* [PROBLEM STATEMENT]: In the records below, copy verbatim every line from the one containing "[locate] hazy sky" to the one containing "Target: hazy sky", both of those lines included, and output nothing else.

* [RECORDS FOR THE EXERCISE]:
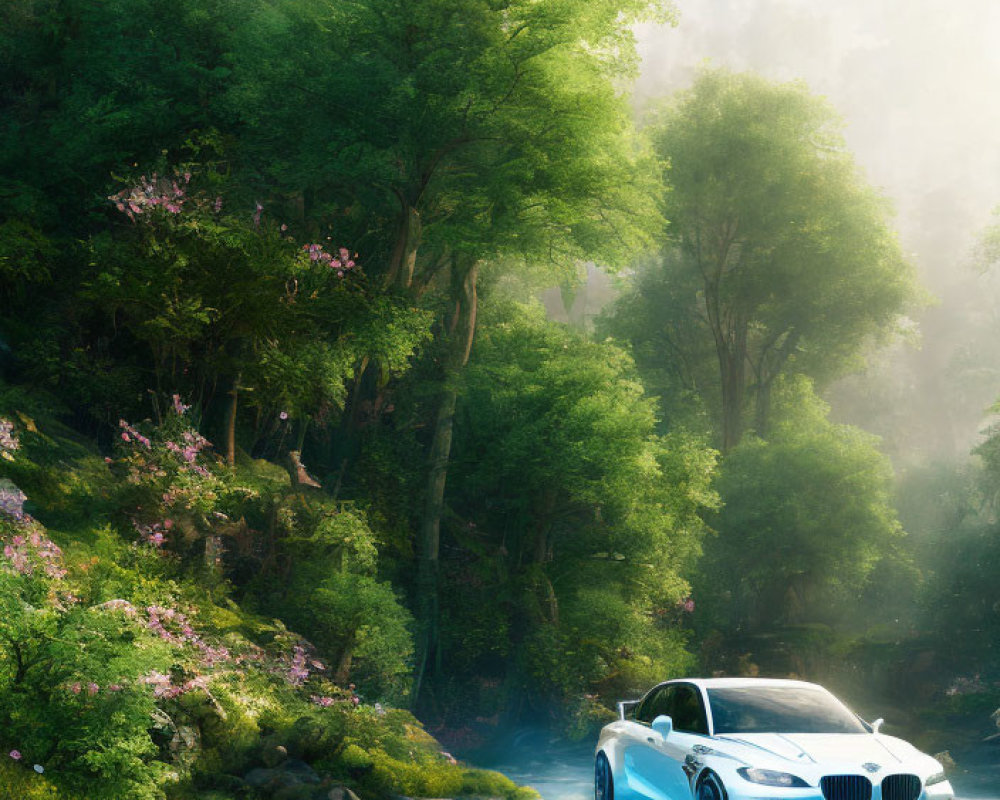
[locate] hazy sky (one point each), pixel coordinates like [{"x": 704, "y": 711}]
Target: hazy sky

---

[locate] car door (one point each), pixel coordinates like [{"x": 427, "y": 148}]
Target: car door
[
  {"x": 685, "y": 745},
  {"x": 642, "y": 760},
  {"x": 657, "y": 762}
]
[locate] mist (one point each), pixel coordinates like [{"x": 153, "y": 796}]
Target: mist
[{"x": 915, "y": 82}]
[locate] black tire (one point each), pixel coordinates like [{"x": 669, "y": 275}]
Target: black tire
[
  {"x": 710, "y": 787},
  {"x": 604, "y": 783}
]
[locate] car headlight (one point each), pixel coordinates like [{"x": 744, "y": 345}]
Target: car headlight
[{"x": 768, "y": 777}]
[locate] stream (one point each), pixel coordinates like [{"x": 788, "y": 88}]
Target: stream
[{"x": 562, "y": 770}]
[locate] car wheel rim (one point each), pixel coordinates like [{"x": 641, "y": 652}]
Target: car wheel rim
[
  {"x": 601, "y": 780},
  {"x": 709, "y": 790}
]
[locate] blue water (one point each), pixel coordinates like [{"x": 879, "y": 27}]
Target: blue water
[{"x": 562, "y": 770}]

* [SOLUTION FOR THIS EXERCISE]:
[locate] hazy sky (one point each), pixel coordinates like [{"x": 704, "y": 711}]
Target: hazy sky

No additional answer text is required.